[Point-based annotation data]
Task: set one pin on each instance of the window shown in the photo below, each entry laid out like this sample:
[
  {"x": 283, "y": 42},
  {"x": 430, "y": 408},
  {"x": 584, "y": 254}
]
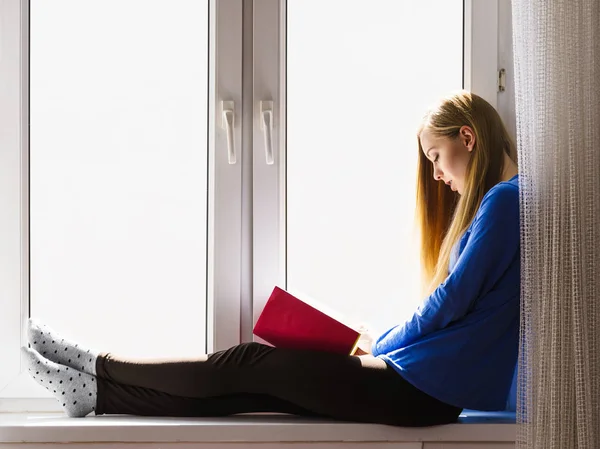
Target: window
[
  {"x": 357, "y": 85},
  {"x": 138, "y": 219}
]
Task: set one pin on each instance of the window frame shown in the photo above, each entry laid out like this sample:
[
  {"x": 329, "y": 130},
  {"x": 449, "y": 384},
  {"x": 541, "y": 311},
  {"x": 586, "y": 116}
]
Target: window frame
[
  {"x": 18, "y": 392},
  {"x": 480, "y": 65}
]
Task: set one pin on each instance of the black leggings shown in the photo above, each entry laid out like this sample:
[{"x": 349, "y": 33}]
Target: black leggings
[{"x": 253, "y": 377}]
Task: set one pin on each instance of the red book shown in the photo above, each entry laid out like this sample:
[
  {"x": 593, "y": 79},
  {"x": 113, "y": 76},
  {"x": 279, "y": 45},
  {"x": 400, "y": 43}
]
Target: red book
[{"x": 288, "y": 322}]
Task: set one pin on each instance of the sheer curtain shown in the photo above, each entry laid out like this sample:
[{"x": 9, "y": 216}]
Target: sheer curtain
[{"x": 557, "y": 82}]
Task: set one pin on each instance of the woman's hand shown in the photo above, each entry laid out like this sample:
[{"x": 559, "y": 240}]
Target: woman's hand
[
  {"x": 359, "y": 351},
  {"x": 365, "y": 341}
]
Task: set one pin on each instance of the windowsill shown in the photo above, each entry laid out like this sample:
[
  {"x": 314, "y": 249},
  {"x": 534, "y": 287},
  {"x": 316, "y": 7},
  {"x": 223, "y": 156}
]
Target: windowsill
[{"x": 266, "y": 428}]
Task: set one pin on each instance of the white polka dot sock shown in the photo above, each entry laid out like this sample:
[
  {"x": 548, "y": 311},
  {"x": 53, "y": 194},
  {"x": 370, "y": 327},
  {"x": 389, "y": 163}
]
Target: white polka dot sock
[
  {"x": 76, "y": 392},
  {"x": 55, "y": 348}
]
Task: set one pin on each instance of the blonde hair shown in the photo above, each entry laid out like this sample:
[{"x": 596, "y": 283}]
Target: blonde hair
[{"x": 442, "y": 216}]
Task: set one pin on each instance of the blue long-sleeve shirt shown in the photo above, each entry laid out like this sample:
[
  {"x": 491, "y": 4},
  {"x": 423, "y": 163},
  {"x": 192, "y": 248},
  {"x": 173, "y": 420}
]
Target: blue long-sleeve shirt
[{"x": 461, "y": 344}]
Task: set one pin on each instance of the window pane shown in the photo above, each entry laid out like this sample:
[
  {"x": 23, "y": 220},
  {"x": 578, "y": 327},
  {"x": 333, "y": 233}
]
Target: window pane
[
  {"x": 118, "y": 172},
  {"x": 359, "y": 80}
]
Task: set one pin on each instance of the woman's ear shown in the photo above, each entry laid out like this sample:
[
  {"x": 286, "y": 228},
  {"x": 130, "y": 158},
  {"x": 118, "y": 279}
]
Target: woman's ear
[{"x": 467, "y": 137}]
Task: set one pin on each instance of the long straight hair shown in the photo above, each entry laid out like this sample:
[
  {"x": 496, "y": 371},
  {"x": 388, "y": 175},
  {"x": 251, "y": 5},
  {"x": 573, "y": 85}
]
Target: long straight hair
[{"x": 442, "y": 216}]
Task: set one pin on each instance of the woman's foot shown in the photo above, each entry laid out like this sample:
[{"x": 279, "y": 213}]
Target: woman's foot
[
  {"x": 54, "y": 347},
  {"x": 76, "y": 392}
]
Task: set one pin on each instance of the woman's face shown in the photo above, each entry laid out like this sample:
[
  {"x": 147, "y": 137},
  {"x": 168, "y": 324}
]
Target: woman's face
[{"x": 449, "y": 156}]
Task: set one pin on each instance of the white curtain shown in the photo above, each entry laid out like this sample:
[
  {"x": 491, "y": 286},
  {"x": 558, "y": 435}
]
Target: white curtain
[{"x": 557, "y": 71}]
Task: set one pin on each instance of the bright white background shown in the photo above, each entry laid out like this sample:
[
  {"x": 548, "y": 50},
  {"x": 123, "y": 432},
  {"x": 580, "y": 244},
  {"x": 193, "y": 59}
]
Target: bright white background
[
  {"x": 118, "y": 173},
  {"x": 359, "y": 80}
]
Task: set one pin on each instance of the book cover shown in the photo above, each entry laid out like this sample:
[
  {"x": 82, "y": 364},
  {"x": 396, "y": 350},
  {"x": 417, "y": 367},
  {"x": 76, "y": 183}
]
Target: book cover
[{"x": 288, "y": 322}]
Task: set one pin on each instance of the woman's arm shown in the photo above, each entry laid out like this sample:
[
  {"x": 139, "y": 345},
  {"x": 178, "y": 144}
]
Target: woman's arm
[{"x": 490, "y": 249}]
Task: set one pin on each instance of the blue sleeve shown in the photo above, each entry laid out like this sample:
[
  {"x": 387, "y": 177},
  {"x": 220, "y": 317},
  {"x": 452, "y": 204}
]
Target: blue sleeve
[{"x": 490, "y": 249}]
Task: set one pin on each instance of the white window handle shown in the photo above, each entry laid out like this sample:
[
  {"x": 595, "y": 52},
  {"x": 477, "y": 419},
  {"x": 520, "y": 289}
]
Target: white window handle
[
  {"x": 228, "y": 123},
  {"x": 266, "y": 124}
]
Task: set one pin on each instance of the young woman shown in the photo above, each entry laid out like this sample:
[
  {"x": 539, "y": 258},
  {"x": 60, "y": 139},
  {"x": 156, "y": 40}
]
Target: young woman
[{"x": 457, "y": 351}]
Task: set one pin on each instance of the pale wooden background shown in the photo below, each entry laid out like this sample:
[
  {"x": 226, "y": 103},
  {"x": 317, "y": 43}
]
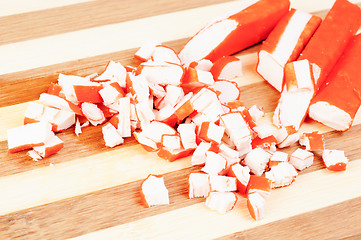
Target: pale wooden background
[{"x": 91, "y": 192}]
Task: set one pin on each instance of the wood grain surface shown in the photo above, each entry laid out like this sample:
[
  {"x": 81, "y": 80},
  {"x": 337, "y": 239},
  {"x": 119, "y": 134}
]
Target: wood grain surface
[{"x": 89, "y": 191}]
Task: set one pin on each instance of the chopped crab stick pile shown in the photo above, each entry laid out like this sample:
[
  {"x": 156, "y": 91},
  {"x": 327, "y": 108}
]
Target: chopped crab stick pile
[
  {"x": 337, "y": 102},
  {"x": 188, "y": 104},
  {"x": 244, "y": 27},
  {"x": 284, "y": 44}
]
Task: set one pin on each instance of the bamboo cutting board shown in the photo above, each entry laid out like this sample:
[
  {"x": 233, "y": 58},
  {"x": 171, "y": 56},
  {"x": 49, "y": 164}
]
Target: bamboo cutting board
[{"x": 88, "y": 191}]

**Directive**
Print all entries exactly. The images do not belong in the copy.

**Written solution**
Task: set one pin on each instance of the window shown in the photo below, each entry laid out like this sample:
[
  {"x": 283, "y": 42},
  {"x": 430, "y": 408},
  {"x": 584, "y": 254}
]
Target: window
[
  {"x": 357, "y": 85},
  {"x": 138, "y": 219}
]
Task: set one pin on each instance of the window frame shown in the photo above, each entry laid out like this sample:
[
  {"x": 329, "y": 130},
  {"x": 449, "y": 384},
  {"x": 541, "y": 311},
  {"x": 586, "y": 116}
]
Target: window frame
[
  {"x": 18, "y": 392},
  {"x": 480, "y": 65}
]
Task: set one pin on each instance of the black leggings shown in the photo above, each entry laid out like this sample:
[{"x": 349, "y": 33}]
Target: black leggings
[{"x": 253, "y": 377}]
Task: set one pin on each instance of the red book shown in the photo above, each entry laid out like this sample:
[
  {"x": 593, "y": 79},
  {"x": 113, "y": 76},
  {"x": 279, "y": 45},
  {"x": 400, "y": 43}
]
Target: red book
[{"x": 288, "y": 322}]
Task: set one pin on each instance of the sheer curtain shown in the photo above, each entry laid out like this sample:
[{"x": 9, "y": 216}]
Target: sheer curtain
[{"x": 557, "y": 82}]
Task: set one pin on each instance of the woman's hand shown in the photo above, each entry laid out like this sample:
[{"x": 559, "y": 240}]
Target: woman's hand
[
  {"x": 359, "y": 351},
  {"x": 365, "y": 341}
]
Task: set one pin on each instance of the windowsill shown in the photo above, each entry laid out like this sample:
[
  {"x": 314, "y": 249},
  {"x": 534, "y": 287},
  {"x": 316, "y": 7},
  {"x": 223, "y": 156}
]
Target: windowsill
[{"x": 266, "y": 428}]
Task: set one pin on each instance of the white polka dot sock shown in the photo above, each entry laid out like this sample:
[
  {"x": 548, "y": 311},
  {"x": 53, "y": 194},
  {"x": 370, "y": 327},
  {"x": 389, "y": 163}
]
Target: white polka dot sock
[
  {"x": 76, "y": 392},
  {"x": 55, "y": 348}
]
Task: set one pin on each instance of the blonde hair shown in the photo above, each entry laid out like this sample:
[{"x": 596, "y": 283}]
Target: blonde hair
[{"x": 442, "y": 216}]
Task: set one pin on each instance of the blue long-sleeve shirt shown in the photo above, each entry laid out like this sample:
[
  {"x": 491, "y": 4},
  {"x": 423, "y": 163},
  {"x": 192, "y": 248},
  {"x": 173, "y": 420}
]
Target: blue long-sleeve shirt
[{"x": 461, "y": 344}]
Task: set one pin on each instance of the window pane shown in the photo above, each entry laid out like this sample:
[
  {"x": 23, "y": 220},
  {"x": 578, "y": 327},
  {"x": 333, "y": 233}
]
Target: window pane
[
  {"x": 118, "y": 172},
  {"x": 359, "y": 80}
]
Task: set one pin on each instance of the woman's ear shown in the photo above, each entry laid out like this sample:
[
  {"x": 286, "y": 228},
  {"x": 130, "y": 158},
  {"x": 118, "y": 279}
]
Target: woman's ear
[{"x": 467, "y": 137}]
Task: set one pin on each instance of the long straight hair shown in the photo above, each entry laid out like this sample:
[
  {"x": 496, "y": 371},
  {"x": 388, "y": 175},
  {"x": 251, "y": 5},
  {"x": 573, "y": 85}
]
Target: long straight hair
[{"x": 442, "y": 216}]
Task: set one pin on each instance of the woman's foot shown in the photo above, each entry laid out like this sample:
[{"x": 279, "y": 213}]
Target: woman's foot
[
  {"x": 54, "y": 347},
  {"x": 76, "y": 392}
]
Task: set one pin on each instance of the woman's face shown in the photo above, each entry laid out like this sample:
[
  {"x": 147, "y": 137},
  {"x": 168, "y": 324}
]
Target: woman's face
[{"x": 449, "y": 156}]
Task: set one pin on each instance of the white curtain shown in the photo above, each entry laid out like this sample:
[
  {"x": 491, "y": 286},
  {"x": 558, "y": 435}
]
Target: white curtain
[{"x": 557, "y": 71}]
Task: set one pin on each instance of the bright white background shown in the photo above, each entry laid out like this sample:
[
  {"x": 548, "y": 50},
  {"x": 123, "y": 432},
  {"x": 580, "y": 244},
  {"x": 193, "y": 59}
]
Target: bright white background
[
  {"x": 118, "y": 173},
  {"x": 359, "y": 80}
]
Task: set one pin on each instance of the book cover shown in the photo above, each entry laid out like this sample:
[
  {"x": 82, "y": 364},
  {"x": 396, "y": 350},
  {"x": 417, "y": 367},
  {"x": 76, "y": 183}
]
Target: book cover
[{"x": 288, "y": 322}]
Task: set one pin on each instance of the woman's arm shown in the photo above, each entry laid out like this sample:
[
  {"x": 139, "y": 345},
  {"x": 178, "y": 144}
]
Target: woman's arm
[{"x": 490, "y": 249}]
Task: set one pin on each instance of the blue sleeve shown in the photo above, each entry laid out like this sample:
[
  {"x": 387, "y": 177},
  {"x": 220, "y": 317},
  {"x": 452, "y": 204}
]
Target: blue sleeve
[{"x": 490, "y": 249}]
Task: set one pin on each instance of the white window handle shown in the photo above, each entry laid out like this sample:
[
  {"x": 595, "y": 52},
  {"x": 477, "y": 419},
  {"x": 520, "y": 289}
]
Target: white window handle
[
  {"x": 228, "y": 123},
  {"x": 266, "y": 124}
]
Task: set one pin on each instance of the young woman shown in the photo above, each entry laid out like this sample:
[
  {"x": 539, "y": 258},
  {"x": 60, "y": 139},
  {"x": 156, "y": 40}
]
Target: young woman
[{"x": 457, "y": 351}]
Task: set one pin on each instance of the pale wooden background shown in the photo below, each entry laid out like this sample:
[
  {"x": 226, "y": 103},
  {"x": 317, "y": 43}
]
Target: pale wooden background
[{"x": 91, "y": 192}]
Task: set one pin on each instance of the wood grain surface shown in the photo above, each entry laid out like this sample:
[
  {"x": 81, "y": 80},
  {"x": 337, "y": 239},
  {"x": 119, "y": 134}
]
Target: wood grain surface
[{"x": 89, "y": 191}]
Task: set one pin on each instance of the chopped crab stick pile shown in the photo above, each entry laid out like this sample:
[
  {"x": 156, "y": 91},
  {"x": 327, "y": 108}
]
Target: chopped crab stick pile
[
  {"x": 337, "y": 102},
  {"x": 188, "y": 104},
  {"x": 244, "y": 27},
  {"x": 284, "y": 44}
]
Task: set one pin on each instance of the bamboo cutting board shown in the photo above, each entry laid out like this sample:
[
  {"x": 233, "y": 58},
  {"x": 171, "y": 56},
  {"x": 49, "y": 164}
]
Target: bamboo cutting board
[{"x": 88, "y": 191}]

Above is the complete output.